[Extracted records]
----

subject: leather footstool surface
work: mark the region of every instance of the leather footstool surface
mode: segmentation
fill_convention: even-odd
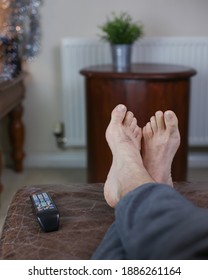
[[[208,183],[175,183],[175,189],[199,207],[208,207]],[[29,195],[47,191],[60,212],[58,231],[41,231]],[[14,196],[0,239],[0,259],[89,259],[114,220],[103,184],[39,185]]]
[[[47,191],[60,212],[58,231],[44,233],[29,195]],[[89,259],[114,219],[103,185],[39,185],[14,196],[3,227],[1,259]]]

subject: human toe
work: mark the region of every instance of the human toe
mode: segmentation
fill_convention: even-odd
[[[112,123],[122,123],[126,116],[127,108],[123,104],[117,105],[111,113]]]
[[[157,123],[158,130],[164,130],[165,129],[165,122],[164,122],[164,115],[162,111],[157,111],[155,113],[155,120]]]

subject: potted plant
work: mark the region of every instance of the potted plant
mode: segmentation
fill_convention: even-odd
[[[111,18],[99,26],[103,32],[101,39],[111,45],[113,65],[117,70],[127,70],[131,64],[132,45],[143,35],[143,26],[134,22],[124,12],[119,15],[112,13]]]

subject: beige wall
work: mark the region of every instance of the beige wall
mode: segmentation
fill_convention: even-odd
[[[41,53],[27,67],[26,164],[35,164],[34,155],[60,155],[52,129],[61,119],[61,38],[97,36],[112,11],[141,20],[145,36],[208,36],[207,0],[44,0]]]

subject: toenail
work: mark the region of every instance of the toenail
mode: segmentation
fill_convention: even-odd
[[[171,121],[173,118],[173,113],[171,111],[166,111],[165,118],[166,118],[166,120]]]
[[[126,107],[123,104],[119,104],[117,106],[117,111],[124,112],[126,110]]]

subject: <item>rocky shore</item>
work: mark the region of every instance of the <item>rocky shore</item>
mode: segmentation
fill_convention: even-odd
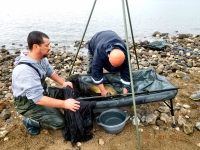
[[[162,50],[150,49],[148,45],[150,45],[151,42],[136,41],[136,57],[134,44],[129,41],[131,65],[134,69],[138,69],[138,67],[139,69],[153,67],[158,74],[166,77],[166,79],[181,79],[183,82],[190,82],[190,75],[192,74],[200,74],[200,35],[179,34],[170,37],[167,33],[155,32],[152,36],[157,40],[167,43],[165,48]],[[77,49],[79,44],[80,42],[75,42],[74,49]],[[87,49],[87,42],[82,43],[81,48]],[[49,53],[48,59],[50,64],[52,64],[56,72],[63,79],[66,79],[69,74],[75,53],[76,50],[73,53],[68,52],[67,48],[66,50],[57,49],[56,45]],[[13,129],[6,127],[12,124],[16,119],[22,117],[11,109],[11,107],[13,107],[11,73],[14,67],[14,59],[18,55],[20,55],[20,50],[16,51],[14,54],[10,54],[4,47],[0,49],[0,120],[2,120],[0,121],[0,140],[4,141],[9,140],[7,135],[9,132],[12,132]],[[137,59],[138,64],[136,61]],[[81,53],[77,56],[72,74],[86,74],[86,68],[87,56]],[[50,79],[47,79],[47,82],[51,86],[57,86]],[[198,82],[196,84],[200,84],[199,80],[196,82]],[[187,96],[189,97],[189,95]],[[178,125],[176,130],[178,132],[183,131],[186,135],[199,132],[200,122],[198,118],[200,114],[200,104],[198,102],[181,102],[181,100],[176,100],[174,103]],[[158,110],[149,113],[144,113],[142,107],[139,107],[137,111],[138,118],[141,122],[140,132],[143,132],[143,126],[153,125],[155,130],[159,130],[164,124],[168,126],[171,124],[170,111],[167,106],[160,106]],[[194,111],[195,113],[191,113]],[[197,146],[200,146],[200,144],[197,143]]]

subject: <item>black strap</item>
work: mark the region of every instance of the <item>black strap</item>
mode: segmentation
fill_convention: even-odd
[[[31,65],[30,63],[27,63],[27,62],[19,62],[17,65],[21,65],[21,64],[26,64],[26,65],[28,65],[29,67],[35,69],[35,71],[37,71],[38,75],[39,75],[40,78],[41,78],[40,72],[39,72],[39,70],[38,70],[36,67],[34,67],[33,65]]]

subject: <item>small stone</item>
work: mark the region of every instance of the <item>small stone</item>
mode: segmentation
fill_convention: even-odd
[[[200,147],[200,143],[198,143],[197,146]]]
[[[99,145],[104,145],[104,140],[103,139],[99,139]]]
[[[193,133],[193,126],[189,123],[186,123],[183,125],[183,131],[185,132],[185,134]]]
[[[80,142],[77,142],[77,144],[76,144],[78,147],[80,147],[81,146],[81,143]]]
[[[8,139],[9,139],[8,137],[5,137],[5,138],[3,139],[3,141],[4,141],[4,142],[5,142],[5,141],[8,141]]]

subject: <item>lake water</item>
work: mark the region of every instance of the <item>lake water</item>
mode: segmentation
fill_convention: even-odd
[[[95,0],[6,0],[0,2],[0,46],[26,49],[30,31],[49,35],[52,44],[73,47],[81,40]],[[135,41],[155,31],[200,34],[200,0],[128,0]],[[125,38],[122,0],[97,0],[84,41],[113,30]],[[128,34],[130,26],[127,21]],[[178,33],[177,33],[178,32]],[[15,43],[15,44],[13,44]],[[1,48],[1,47],[0,47]]]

----

- Given request -
Please reproduce the data from the line containing "subject: <item>small stone</item>" through the end of the data, changing "mark" to "outline" and leaving everything else unchanged.

- Expected output -
subject: <item>small stone</item>
work: outline the region of every instance of the <item>small stone</item>
mode: segmentation
fill_convention: even-odd
[[[200,147],[200,143],[198,143],[197,146]]]
[[[99,145],[104,145],[104,140],[103,139],[99,139]]]
[[[193,133],[193,126],[189,123],[186,123],[183,125],[183,131],[185,132],[185,134]]]
[[[80,142],[77,142],[77,144],[76,144],[78,147],[80,147],[81,146],[81,143]]]
[[[8,139],[9,139],[8,137],[5,137],[5,138],[3,139],[3,141],[4,141],[4,142],[5,142],[5,141],[8,141]]]

subject: <item>lake water</item>
work: outline the region of every instance of the <item>lake water</item>
mode: segmentation
fill_convention: even-odd
[[[95,0],[6,0],[0,2],[0,46],[26,49],[30,31],[49,35],[52,44],[73,47],[81,40]],[[135,41],[155,31],[200,34],[200,0],[128,0]],[[125,38],[122,0],[97,0],[84,41],[113,30]],[[128,34],[130,26],[127,21]],[[178,33],[177,33],[178,32]],[[15,43],[15,44],[13,44]],[[1,48],[1,47],[0,47]]]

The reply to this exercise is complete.